[Work order]:
Pull every line holding the string "instance" from the records below.
Input material section start
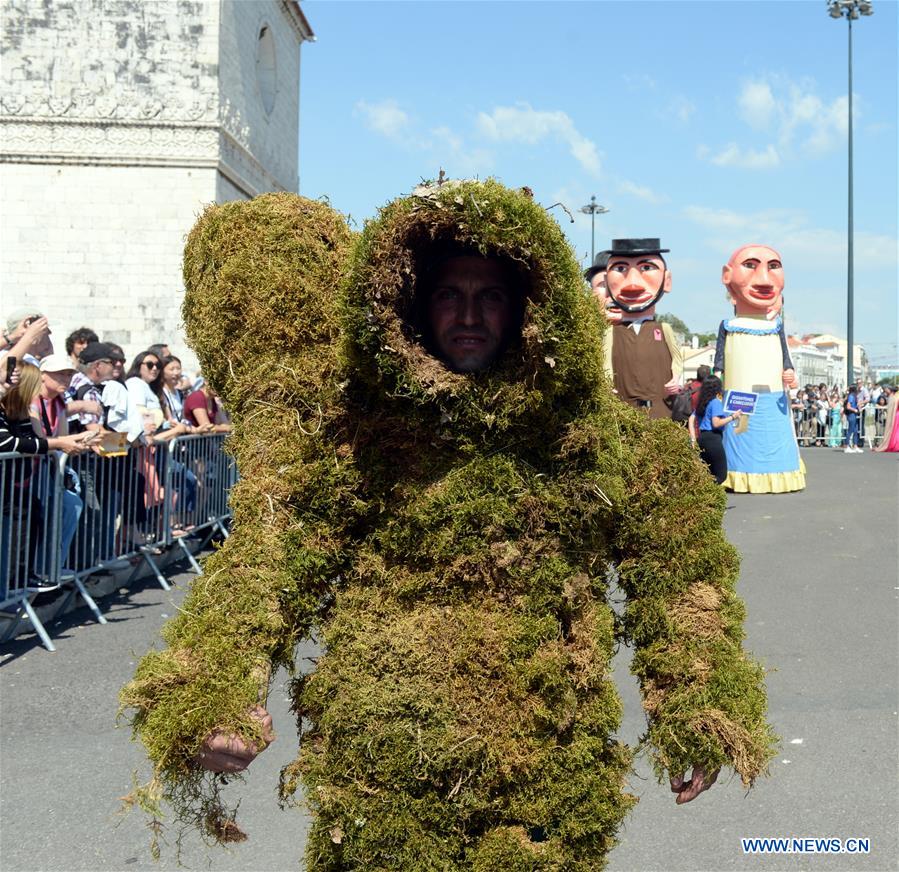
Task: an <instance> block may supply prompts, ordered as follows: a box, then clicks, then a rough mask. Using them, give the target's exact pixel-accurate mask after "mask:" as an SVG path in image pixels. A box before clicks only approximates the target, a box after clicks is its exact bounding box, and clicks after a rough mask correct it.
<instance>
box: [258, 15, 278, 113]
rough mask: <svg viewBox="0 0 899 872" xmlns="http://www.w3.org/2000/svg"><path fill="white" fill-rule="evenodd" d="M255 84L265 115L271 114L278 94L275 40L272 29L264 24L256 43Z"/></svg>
mask: <svg viewBox="0 0 899 872" xmlns="http://www.w3.org/2000/svg"><path fill="white" fill-rule="evenodd" d="M256 82H257V83H258V85H259V95H260V97H262V105H263V106H264V107H265V111H266V114H267V115H271V114H272V109H274V108H275V95H276V94H277V92H278V88H277V76H276V70H275V40H274V37H273V36H272V29H271V27H269V26H268V25H267V24H264V25H263V26H262V28H261V29H260V31H259V39H258V40H257V43H256Z"/></svg>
Input material section end
[Task response]:
Task: an <instance> block may supply prompts, ordered as follows: a box, then clicks, then a rough mask. Using them, give the target's exact pixel-accurate mask after "mask:" as an SVG path in image pixels. A box before clicks only approximates the target, a box after clicks is its exact bounding box, and clicks after a rough mask correct it.
<instance>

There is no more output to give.